Objetivo planteado a:
Reproduzca literalmente el pasaje de la homilía que comienza en las palabras "Celebramos el Santo" y se detiene después de "pero tan intensas.".

Homilía pronunciada el 6 de octubre de 1978, en la Catedral de Toledo, en la Misa de exequias ofrecida por el alma del Papa Juan Pablo I. Texto publicado en el Boletín Oficial del Arzobispado de Toledo, noviembre 1978, 534-537.

Celebramos el Santo Sacrificio de la Misa por el alma de nuestro amado y tan prontamente llorado Juan Pablo I. Con el alma oprimida de pena podemos decir con los discípulos de Emaús: Nosotros esperábamos… (Lc 24, 21). ¡Y todo se ha desvanecido! ¿Todo? No, hermanos, no.

El hombre ante el misterio #

No pretendo explicar lo inexplicable. Siempre nos preguntaremos con todo derecho por qué Dios permite estas cosas. Hace poco más de un mes nos vimos confortados y alegres por las noticias relativas a su elección –¡qué próximo a él me sentí aquellos días!–. Y una esperanza evangélica, es decir, fundada exclusivamente en Dios, había ido surgiendo en nuestro espíritu, nacida al calor de las palabras y actuaciones posteriores de Juan Pablo I, tan breves, pero tan intensas.

Información extraída:

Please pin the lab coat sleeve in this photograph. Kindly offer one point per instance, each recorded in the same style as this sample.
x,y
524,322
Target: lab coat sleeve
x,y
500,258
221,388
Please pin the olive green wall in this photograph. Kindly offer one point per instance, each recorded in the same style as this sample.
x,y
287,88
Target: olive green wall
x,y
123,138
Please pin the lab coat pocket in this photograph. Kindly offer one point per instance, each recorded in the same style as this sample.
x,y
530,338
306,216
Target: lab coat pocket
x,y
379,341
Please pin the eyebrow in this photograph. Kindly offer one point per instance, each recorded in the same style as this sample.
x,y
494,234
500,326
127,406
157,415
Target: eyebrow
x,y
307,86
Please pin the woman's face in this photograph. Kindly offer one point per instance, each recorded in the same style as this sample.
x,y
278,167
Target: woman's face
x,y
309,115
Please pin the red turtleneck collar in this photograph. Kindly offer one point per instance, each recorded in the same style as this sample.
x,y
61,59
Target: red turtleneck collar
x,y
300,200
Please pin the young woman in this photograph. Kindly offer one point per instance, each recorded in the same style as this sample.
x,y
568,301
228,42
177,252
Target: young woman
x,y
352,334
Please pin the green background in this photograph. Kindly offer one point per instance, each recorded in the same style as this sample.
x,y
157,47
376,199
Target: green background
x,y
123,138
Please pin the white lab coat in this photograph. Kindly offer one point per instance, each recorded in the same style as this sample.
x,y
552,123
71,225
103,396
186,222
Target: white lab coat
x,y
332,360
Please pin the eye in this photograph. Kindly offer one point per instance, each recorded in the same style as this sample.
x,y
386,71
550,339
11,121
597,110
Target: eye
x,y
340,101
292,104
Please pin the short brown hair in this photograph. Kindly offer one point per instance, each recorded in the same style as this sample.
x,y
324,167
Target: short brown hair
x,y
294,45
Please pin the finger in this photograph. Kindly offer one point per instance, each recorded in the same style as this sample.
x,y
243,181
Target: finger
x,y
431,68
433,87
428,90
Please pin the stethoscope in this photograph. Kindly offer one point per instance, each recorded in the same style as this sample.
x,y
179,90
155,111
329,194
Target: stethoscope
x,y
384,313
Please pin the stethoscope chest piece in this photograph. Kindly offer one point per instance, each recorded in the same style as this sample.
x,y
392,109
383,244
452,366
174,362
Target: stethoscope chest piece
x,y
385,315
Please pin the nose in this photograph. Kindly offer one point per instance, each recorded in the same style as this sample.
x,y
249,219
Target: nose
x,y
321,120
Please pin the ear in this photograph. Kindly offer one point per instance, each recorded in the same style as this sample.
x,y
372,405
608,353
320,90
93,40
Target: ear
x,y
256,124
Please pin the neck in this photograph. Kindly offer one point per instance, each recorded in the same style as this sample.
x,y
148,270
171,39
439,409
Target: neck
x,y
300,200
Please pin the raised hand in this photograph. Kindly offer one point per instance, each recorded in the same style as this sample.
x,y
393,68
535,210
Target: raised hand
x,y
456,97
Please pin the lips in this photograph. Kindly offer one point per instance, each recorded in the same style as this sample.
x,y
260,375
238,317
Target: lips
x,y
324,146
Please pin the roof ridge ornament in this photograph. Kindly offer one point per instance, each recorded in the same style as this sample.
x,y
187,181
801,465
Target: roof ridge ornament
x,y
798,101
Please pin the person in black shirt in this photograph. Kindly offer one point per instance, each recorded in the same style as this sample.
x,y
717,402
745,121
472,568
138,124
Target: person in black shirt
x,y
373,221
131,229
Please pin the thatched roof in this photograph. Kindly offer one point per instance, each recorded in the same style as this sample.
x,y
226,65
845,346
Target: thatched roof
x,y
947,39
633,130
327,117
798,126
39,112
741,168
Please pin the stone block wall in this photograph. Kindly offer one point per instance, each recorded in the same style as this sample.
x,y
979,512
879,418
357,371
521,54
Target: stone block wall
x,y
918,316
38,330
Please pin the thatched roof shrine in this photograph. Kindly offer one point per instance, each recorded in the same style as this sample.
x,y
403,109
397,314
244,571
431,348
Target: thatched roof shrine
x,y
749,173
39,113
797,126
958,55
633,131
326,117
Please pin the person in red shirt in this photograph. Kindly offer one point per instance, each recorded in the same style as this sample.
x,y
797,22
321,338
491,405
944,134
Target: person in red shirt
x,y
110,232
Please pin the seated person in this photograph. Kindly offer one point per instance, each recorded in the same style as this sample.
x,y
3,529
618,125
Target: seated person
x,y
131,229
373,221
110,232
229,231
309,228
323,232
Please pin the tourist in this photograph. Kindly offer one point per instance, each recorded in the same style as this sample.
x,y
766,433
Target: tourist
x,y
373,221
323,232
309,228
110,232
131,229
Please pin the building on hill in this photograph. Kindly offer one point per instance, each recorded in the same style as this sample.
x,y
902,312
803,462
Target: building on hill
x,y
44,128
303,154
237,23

Objetivo planteado b:
¿Cuántas líneas de los registros contienen la palabra "coat"? Responda solo con la cifra.

Resultado del ejercicio a:
Celebramos el Santo Sacrificio de la Misa por el alma de nuestro amado y tan prontamente llorado Juan Pablo I. Con el alma oprimida de pena podemos decir con los discípulos de Emaús: Nosotros esperábamos… (Lc 24, 21). ¡Y todo se ha desvanecido! ¿Todo? No, hermanos, no.

El hombre ante el misterio #

No pretendo explicar lo inexplicable. Siempre nos preguntaremos con todo derecho por qué Dios permite estas cosas. Hace poco más de un mes nos vimos confortados y alegres por las noticias relativas a su elección –¡qué próximo a él me sentí aquellos días!–. Y una esperanza evangélica, es decir, fundada exclusivamente en Dios, había ido surgiendo en nuestro espíritu, nacida al calor de las palabras y actuaciones posteriores de Juan Pablo I, tan breves, pero tan intensas.

Resultado del ejercicio b:
6